→ **Your goal**: Could you write out again the lines starting with the one containing "Where can the white truck" and ending with the one containing "x=187, y=200", requests included, but shift every coordinate in the answers up by 57? Leave the pictures out.

Pointing dataset excerpts:
----------
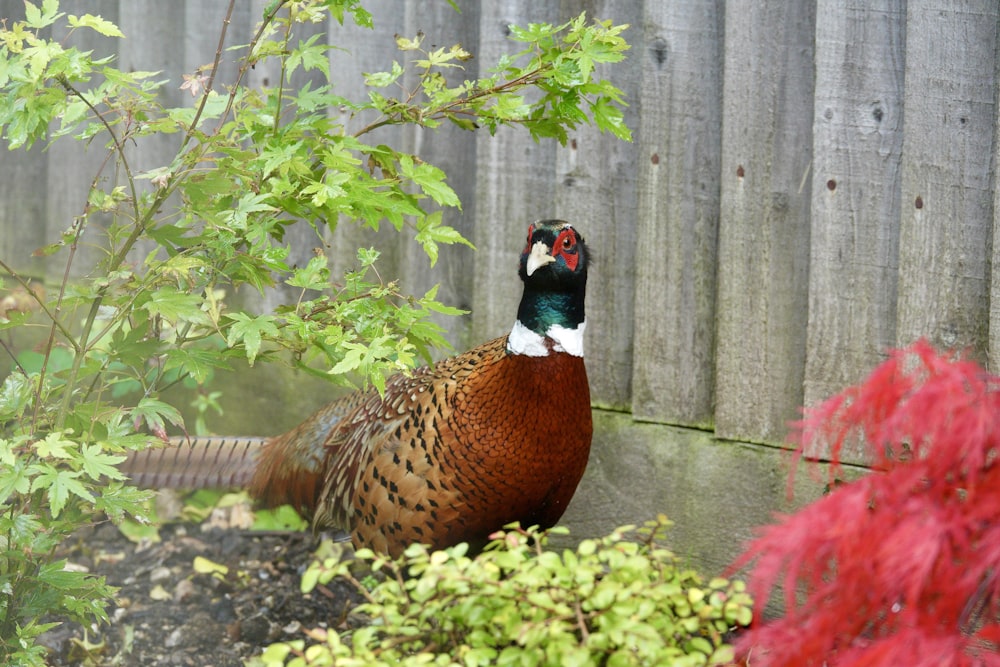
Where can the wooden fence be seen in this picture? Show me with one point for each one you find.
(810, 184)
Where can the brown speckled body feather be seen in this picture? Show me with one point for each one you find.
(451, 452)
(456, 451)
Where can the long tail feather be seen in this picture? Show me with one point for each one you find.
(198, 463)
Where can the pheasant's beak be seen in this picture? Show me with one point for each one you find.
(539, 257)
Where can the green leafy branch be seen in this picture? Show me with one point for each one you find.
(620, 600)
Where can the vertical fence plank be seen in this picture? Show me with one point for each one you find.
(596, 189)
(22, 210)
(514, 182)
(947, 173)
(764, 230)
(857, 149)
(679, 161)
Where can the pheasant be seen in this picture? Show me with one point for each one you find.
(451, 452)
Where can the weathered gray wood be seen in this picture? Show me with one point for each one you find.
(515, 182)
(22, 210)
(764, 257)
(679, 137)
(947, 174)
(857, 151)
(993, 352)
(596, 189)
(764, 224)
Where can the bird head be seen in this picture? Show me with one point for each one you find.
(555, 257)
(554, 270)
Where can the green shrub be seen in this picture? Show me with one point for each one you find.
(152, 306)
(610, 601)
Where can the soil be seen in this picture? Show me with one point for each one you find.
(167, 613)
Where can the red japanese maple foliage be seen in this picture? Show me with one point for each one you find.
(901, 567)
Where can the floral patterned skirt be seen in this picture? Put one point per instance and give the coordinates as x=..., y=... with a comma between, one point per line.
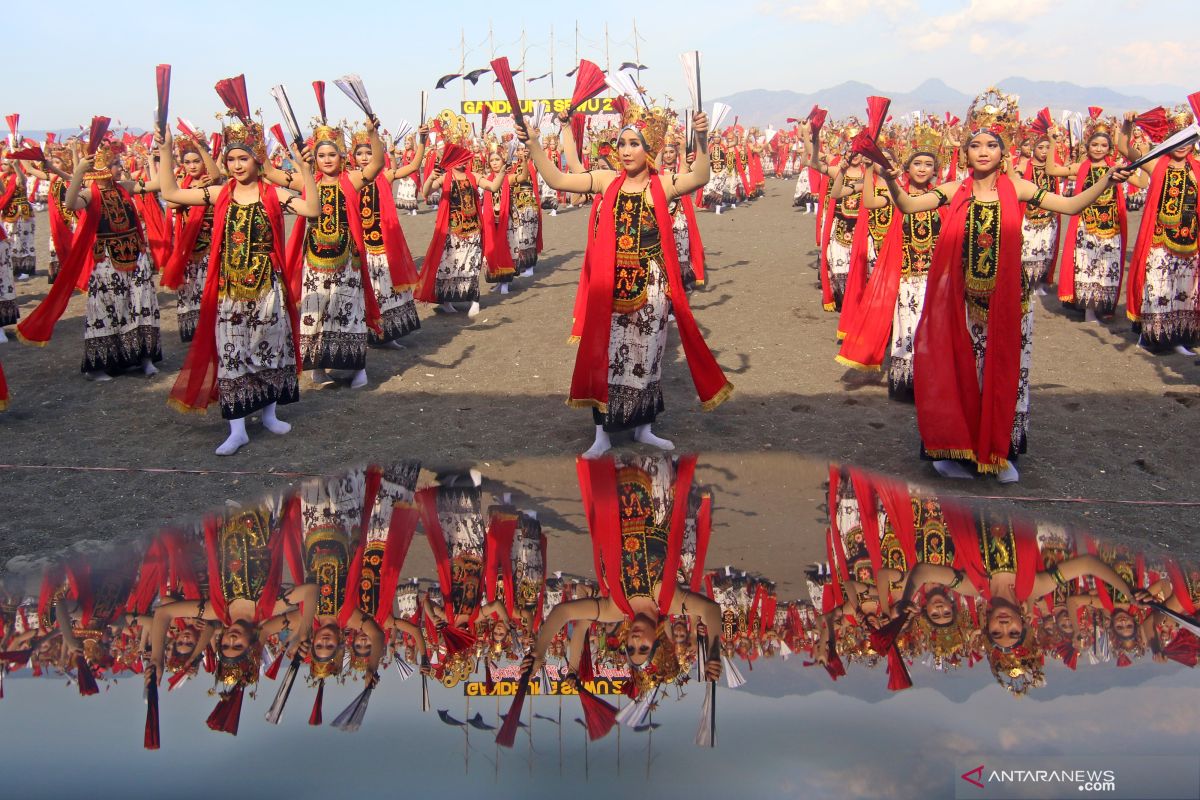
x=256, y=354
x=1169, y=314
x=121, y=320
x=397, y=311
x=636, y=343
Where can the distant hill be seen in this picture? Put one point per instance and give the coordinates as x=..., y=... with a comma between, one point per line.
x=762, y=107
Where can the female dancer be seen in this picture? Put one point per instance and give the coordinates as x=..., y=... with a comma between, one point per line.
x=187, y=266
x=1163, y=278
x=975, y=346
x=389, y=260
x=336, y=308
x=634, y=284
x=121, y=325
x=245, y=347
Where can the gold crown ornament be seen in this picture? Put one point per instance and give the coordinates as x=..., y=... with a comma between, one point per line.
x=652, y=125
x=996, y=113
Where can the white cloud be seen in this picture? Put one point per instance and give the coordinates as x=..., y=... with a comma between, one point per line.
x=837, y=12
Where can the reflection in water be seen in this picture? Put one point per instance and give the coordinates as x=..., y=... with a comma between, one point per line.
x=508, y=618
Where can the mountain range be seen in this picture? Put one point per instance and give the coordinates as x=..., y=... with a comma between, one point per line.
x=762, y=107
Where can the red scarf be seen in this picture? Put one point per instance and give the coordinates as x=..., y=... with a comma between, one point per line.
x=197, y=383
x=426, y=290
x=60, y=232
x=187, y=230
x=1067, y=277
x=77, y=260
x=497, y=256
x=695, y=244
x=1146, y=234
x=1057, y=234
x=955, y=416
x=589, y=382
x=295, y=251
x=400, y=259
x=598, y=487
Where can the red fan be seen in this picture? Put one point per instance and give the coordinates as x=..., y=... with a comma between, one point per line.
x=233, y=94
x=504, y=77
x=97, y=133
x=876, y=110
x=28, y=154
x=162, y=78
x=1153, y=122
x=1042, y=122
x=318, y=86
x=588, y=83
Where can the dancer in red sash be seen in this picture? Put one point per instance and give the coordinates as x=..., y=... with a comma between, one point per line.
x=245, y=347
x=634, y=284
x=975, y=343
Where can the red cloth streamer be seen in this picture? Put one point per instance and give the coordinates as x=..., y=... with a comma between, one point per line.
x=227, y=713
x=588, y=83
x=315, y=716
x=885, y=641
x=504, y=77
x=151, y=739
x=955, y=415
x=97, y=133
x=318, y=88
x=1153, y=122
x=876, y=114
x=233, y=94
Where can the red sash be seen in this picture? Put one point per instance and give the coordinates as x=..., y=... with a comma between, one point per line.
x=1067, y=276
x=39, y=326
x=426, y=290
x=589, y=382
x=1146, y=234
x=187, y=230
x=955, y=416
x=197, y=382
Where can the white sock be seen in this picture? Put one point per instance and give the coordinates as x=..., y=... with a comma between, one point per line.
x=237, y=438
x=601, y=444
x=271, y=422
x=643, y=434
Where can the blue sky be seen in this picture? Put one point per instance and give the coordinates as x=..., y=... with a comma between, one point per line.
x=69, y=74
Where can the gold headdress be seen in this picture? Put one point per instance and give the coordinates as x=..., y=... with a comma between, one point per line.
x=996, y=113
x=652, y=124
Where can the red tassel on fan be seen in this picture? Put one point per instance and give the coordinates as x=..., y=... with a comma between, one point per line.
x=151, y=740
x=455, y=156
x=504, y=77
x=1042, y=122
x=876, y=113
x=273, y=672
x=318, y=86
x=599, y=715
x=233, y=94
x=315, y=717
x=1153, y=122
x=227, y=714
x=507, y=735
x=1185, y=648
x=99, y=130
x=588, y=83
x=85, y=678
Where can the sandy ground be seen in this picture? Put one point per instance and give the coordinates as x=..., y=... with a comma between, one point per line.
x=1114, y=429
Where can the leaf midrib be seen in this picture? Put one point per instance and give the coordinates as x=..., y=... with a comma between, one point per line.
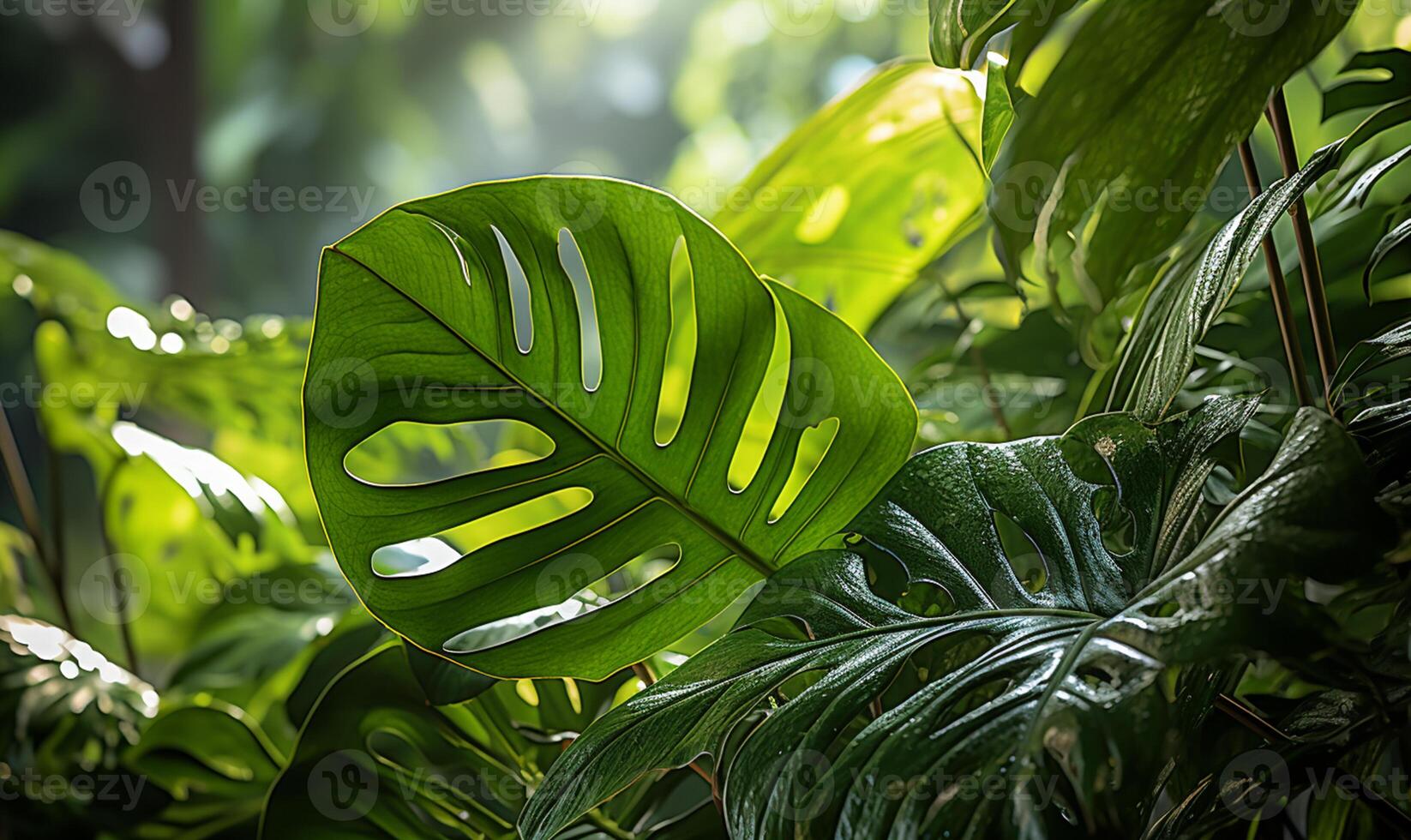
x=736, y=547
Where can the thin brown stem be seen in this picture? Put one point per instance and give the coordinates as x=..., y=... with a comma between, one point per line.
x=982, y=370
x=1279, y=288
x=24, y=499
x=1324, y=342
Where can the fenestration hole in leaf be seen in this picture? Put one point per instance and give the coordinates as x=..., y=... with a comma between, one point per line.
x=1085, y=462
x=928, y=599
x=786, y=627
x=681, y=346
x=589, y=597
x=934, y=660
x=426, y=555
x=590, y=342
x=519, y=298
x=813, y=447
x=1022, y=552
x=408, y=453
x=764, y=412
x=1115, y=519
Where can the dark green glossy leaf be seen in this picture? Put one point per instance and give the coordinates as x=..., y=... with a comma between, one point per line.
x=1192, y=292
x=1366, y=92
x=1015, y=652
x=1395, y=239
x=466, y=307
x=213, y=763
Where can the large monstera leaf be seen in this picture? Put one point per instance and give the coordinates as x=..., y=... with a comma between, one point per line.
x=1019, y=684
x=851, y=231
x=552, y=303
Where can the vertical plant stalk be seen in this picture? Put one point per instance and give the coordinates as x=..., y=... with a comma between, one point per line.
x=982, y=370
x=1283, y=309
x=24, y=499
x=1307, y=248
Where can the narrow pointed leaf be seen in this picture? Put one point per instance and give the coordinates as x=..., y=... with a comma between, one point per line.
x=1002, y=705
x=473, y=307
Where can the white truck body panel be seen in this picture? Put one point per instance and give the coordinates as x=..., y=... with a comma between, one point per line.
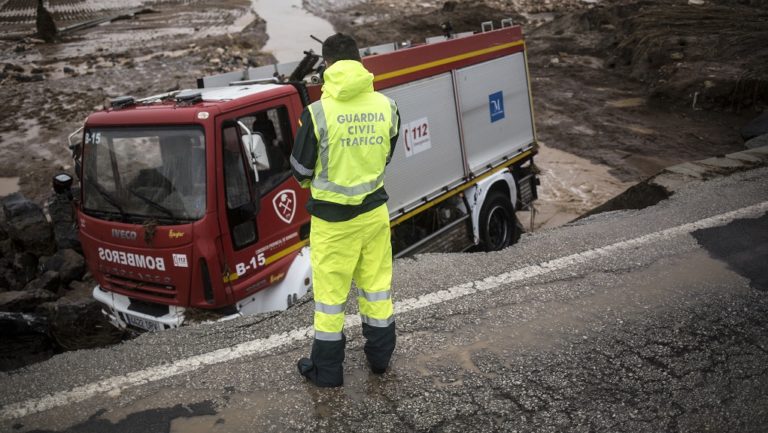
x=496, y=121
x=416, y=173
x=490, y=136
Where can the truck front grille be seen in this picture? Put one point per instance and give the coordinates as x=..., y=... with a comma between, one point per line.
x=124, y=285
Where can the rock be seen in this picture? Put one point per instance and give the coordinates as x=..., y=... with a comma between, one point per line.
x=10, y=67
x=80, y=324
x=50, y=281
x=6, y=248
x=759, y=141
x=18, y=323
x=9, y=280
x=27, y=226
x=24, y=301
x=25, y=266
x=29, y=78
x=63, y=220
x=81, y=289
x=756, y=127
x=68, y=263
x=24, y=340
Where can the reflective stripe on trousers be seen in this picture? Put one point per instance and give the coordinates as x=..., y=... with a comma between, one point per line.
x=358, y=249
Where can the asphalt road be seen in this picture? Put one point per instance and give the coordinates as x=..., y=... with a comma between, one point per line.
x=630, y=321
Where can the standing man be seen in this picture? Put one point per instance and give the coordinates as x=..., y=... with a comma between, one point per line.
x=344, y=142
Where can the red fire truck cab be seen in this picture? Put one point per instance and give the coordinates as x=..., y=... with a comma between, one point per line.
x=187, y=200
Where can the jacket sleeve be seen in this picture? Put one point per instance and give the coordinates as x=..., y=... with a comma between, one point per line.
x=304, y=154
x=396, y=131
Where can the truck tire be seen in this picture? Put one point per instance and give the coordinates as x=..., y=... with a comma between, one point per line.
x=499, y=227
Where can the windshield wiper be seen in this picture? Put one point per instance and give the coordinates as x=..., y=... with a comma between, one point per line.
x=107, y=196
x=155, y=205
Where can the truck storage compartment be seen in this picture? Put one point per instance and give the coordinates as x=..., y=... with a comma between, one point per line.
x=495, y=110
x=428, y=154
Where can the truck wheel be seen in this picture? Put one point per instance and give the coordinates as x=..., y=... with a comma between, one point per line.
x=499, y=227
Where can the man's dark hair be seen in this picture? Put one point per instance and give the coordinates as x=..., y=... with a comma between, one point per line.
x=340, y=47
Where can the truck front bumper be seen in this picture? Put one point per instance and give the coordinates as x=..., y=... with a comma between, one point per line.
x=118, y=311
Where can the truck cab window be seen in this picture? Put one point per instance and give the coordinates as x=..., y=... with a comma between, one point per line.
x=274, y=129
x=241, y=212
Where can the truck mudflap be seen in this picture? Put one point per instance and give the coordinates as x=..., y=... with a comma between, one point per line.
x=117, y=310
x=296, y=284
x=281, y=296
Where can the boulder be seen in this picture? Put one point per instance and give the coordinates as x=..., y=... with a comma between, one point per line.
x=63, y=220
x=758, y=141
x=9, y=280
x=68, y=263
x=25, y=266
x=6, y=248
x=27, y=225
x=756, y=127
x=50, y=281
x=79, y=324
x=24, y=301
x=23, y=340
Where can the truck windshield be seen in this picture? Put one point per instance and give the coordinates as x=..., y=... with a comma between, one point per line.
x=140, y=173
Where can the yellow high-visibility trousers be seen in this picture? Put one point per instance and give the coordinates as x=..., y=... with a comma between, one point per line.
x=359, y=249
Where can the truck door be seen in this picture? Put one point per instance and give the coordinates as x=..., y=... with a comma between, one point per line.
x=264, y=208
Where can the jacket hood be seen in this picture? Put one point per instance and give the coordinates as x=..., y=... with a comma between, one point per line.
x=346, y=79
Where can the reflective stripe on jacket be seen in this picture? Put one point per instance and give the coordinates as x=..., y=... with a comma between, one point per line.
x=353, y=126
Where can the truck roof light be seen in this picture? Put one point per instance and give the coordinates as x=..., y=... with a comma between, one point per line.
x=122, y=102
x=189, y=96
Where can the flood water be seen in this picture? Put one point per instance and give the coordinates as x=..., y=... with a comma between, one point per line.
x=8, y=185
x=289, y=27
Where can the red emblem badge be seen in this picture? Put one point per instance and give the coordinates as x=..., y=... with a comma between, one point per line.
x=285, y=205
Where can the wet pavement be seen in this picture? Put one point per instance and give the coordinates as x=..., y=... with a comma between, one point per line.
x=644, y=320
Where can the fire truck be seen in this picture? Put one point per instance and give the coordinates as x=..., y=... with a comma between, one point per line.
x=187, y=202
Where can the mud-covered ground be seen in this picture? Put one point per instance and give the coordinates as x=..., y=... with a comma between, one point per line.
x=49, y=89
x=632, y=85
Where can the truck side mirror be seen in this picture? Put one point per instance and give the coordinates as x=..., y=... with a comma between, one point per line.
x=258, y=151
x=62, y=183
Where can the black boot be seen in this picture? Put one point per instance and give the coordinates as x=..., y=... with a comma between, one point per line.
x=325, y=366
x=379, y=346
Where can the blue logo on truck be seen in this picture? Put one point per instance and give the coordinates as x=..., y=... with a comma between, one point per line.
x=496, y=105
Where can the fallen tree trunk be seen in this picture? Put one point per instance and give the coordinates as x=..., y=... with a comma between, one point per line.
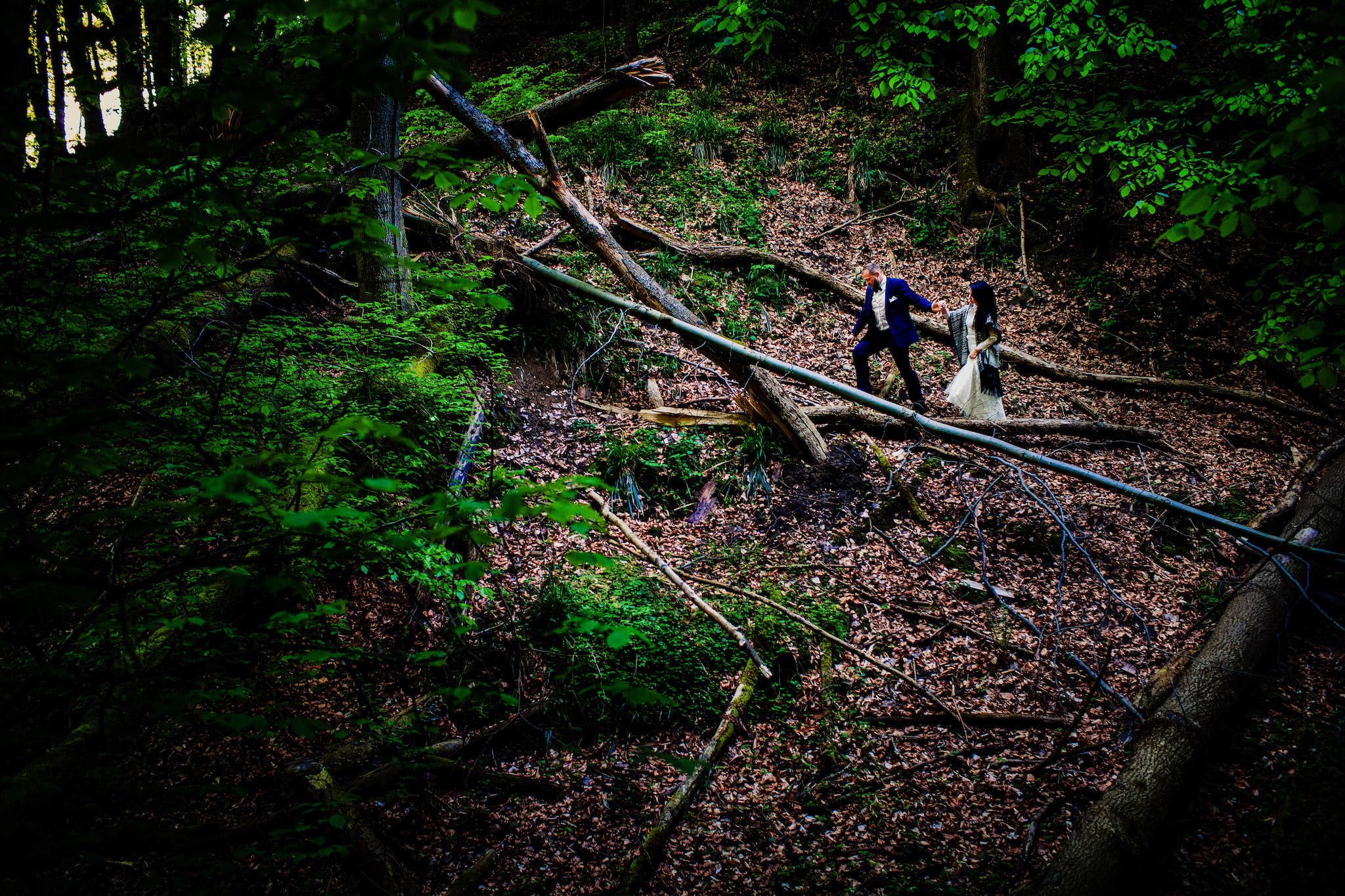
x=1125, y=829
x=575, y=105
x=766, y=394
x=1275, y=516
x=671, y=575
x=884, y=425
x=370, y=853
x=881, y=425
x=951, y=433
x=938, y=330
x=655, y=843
----------
→ **Result of the exercise**:
Where can the white truck body panel be seen in this picture? Put one point per instance and give the coordinates as x=..., y=... with a comma between, one point per line.
x=553, y=178
x=473, y=230
x=547, y=193
Where can the truck front grille be seen in this picture? Put one point per instance and give the coordinates as x=..., y=... with a comma between, one point per line.
x=181, y=342
Where can the rock be seen in this picture? Put one point per instance and give the coordinates as x=..., y=... with a comma between, one point per line.
x=67, y=124
x=137, y=381
x=107, y=338
x=63, y=305
x=816, y=198
x=75, y=380
x=66, y=337
x=84, y=283
x=81, y=358
x=82, y=323
x=86, y=135
x=120, y=277
x=138, y=346
x=813, y=184
x=125, y=320
x=81, y=397
Where can the reflective stripe on trousers be seen in this picture? Put one point per instance and give the coordinates as x=..., y=... with a comma between, one point per line.
x=415, y=306
Where can the asphalt road be seen in this picture? Put one point per instance and give the coordinates as x=..., y=... with a comma between, one point per line.
x=687, y=378
Where can the standing man be seen in this picture? Put one point per instance and give the coordinates as x=..., y=... with a comma between, one point per line.
x=401, y=199
Where can the red fire truck cab be seen in this picture? Put one point per instance and give the coordinates as x=..., y=... with a comma between, one point per line.
x=244, y=257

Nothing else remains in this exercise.